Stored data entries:
* * * *
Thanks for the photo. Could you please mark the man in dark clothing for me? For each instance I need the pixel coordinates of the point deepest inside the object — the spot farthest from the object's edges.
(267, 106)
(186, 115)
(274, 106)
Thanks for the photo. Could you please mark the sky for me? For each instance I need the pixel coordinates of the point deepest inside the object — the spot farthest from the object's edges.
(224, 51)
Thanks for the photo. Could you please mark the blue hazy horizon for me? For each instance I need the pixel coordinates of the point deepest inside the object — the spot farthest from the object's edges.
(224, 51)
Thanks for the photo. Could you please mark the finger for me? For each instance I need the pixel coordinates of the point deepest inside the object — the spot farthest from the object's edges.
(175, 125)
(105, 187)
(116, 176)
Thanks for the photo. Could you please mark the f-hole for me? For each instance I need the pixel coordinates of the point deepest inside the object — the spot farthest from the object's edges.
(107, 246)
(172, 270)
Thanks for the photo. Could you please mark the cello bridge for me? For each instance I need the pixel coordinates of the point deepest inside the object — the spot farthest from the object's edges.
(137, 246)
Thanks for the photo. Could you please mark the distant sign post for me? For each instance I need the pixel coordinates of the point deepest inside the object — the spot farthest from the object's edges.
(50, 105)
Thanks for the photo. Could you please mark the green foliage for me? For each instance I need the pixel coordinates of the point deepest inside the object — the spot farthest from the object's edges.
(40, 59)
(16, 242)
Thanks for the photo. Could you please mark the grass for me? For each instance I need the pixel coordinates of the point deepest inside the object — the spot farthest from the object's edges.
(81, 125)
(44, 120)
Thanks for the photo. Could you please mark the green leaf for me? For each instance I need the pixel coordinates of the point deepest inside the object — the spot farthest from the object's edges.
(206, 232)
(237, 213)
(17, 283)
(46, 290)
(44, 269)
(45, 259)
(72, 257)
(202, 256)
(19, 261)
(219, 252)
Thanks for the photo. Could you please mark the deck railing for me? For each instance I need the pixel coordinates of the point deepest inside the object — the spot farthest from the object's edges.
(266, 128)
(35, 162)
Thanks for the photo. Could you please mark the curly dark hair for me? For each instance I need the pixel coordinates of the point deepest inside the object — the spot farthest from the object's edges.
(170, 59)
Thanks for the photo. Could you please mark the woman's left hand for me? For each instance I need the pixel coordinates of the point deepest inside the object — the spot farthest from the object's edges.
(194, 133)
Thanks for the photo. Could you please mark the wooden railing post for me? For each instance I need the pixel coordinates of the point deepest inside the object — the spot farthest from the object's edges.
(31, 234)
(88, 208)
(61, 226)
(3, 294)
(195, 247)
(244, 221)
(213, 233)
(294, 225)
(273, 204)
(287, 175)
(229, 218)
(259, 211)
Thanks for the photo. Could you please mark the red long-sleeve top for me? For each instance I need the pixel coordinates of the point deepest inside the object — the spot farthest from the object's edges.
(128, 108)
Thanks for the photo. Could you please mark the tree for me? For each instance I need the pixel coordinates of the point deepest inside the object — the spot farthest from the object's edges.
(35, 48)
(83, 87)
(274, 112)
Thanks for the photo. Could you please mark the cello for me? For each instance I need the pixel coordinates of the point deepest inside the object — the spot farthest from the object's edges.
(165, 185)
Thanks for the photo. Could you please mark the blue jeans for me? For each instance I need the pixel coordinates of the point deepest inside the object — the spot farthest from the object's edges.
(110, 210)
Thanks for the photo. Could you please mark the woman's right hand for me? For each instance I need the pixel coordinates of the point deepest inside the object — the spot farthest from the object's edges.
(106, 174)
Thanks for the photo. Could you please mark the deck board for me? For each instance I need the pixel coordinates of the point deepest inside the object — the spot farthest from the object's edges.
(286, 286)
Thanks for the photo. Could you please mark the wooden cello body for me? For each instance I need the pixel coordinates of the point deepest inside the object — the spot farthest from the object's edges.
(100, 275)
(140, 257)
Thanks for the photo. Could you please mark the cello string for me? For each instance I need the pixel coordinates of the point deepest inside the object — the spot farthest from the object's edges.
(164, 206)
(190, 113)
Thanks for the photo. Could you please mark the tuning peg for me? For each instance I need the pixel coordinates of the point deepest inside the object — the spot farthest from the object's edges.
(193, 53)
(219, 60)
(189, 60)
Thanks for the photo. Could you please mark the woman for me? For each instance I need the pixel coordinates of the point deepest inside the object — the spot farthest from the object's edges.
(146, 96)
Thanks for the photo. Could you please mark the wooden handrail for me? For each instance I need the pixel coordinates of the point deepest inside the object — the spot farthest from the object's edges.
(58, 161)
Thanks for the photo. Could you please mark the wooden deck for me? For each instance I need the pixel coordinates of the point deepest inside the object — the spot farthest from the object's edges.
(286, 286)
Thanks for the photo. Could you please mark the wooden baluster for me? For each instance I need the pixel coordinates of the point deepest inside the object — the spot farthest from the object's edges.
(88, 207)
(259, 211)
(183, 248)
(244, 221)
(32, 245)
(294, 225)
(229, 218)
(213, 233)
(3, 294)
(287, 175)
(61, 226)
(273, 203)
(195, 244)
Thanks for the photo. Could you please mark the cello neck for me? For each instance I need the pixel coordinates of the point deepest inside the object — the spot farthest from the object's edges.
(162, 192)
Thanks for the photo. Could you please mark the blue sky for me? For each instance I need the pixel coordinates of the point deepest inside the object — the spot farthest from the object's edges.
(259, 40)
* * * *
» **Task directions**:
Take the material above, starting with the line that contains "Thanks for the photo. Could you please mark the wooden handrail" and continuing through the end of the material, and rewrite every one of those lines, requests included. Multiply each pixel coordinate in the answers by 2.1 and round it to a whole number, with halves rounded up.

» **Answer to this task**:
Thanks for the photo. Could you please mark the wooden handrail for me? For each instance I need the pixel coordinates of the point deepest inside the object — the spot farthest from the object's edges.
(122, 338)
Thanks for the photo. Could you please mark the wooden deck for me? For each instance I need the pixel coordinates of the point deepest inside the object — the spot farthest from the object's edges.
(601, 601)
Thanks for the photo. Could you please mark the wooden baluster for me? For each instance I need the pixel coordinates of the point deepest inside the object — the spot farthest from the object's edges.
(185, 435)
(544, 443)
(384, 521)
(512, 464)
(67, 515)
(617, 473)
(481, 458)
(447, 489)
(6, 617)
(603, 368)
(128, 475)
(573, 426)
(410, 512)
Thanks for the photo. Could you please mark the cello neck for me? For each instance I need the pixel coordinates of the point deepest inside the object — the spot farthest from the object's edges.
(340, 403)
Thanks for the photo. Could you please mark the blue sky for me? For each instance I need the pixel coordinates of the point deepest inside the object — the spot farthest from the object's edges.
(544, 84)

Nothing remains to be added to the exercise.